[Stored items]
____________________
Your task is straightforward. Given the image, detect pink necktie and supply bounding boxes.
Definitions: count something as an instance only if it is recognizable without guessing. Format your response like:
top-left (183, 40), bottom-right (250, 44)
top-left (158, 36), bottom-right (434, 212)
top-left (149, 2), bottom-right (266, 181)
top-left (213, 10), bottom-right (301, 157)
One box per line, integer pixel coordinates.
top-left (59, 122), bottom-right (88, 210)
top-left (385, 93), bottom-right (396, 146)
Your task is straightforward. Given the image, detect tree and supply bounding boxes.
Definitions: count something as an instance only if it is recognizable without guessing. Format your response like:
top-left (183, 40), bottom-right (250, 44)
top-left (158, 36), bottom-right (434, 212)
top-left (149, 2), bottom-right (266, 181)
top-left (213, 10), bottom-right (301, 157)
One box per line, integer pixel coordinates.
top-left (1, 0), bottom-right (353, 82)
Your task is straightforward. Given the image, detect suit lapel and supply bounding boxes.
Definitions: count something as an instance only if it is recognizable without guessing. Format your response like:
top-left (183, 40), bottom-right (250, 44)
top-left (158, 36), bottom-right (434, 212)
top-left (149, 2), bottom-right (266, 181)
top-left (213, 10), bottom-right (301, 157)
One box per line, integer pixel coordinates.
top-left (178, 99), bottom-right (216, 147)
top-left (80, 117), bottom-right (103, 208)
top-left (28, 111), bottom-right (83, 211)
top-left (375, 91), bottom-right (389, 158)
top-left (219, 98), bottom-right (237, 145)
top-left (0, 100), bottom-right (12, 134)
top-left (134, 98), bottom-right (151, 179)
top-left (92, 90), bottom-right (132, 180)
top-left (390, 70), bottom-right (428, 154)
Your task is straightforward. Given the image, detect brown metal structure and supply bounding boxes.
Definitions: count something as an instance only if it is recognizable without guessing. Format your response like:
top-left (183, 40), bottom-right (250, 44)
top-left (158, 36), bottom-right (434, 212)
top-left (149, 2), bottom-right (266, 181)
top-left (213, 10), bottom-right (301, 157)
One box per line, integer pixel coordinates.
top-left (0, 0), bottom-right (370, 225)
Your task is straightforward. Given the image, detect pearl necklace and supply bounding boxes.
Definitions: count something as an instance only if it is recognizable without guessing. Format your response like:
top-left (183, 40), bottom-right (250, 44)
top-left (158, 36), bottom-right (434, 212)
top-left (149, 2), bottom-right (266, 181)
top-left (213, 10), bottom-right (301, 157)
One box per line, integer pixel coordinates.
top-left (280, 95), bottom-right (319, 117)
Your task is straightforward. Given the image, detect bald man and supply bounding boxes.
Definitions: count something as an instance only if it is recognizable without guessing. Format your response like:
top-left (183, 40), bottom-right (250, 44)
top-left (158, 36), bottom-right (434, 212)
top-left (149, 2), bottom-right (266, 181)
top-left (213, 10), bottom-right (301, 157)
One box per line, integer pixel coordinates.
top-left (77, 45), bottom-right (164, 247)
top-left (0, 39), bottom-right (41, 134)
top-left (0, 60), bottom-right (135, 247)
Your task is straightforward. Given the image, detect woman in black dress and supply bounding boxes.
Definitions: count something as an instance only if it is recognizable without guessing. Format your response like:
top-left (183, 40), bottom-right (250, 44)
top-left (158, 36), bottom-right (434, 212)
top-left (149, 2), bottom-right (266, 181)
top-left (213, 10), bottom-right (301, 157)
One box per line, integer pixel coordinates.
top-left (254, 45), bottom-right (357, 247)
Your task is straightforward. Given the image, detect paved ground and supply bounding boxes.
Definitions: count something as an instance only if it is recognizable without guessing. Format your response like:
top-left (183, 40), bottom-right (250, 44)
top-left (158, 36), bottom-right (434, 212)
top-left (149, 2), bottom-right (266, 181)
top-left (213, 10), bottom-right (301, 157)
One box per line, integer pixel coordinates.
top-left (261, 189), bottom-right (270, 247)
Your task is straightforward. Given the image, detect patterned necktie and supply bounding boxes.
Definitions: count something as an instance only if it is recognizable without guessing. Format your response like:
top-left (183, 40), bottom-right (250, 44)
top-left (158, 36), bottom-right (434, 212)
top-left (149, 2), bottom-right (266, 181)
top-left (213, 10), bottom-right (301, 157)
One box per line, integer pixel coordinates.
____________________
▶ **Stated problem**
Tally the lines of the data above that contain the string "necktie", with case counting. Give only the number.

▶ **Finished task**
2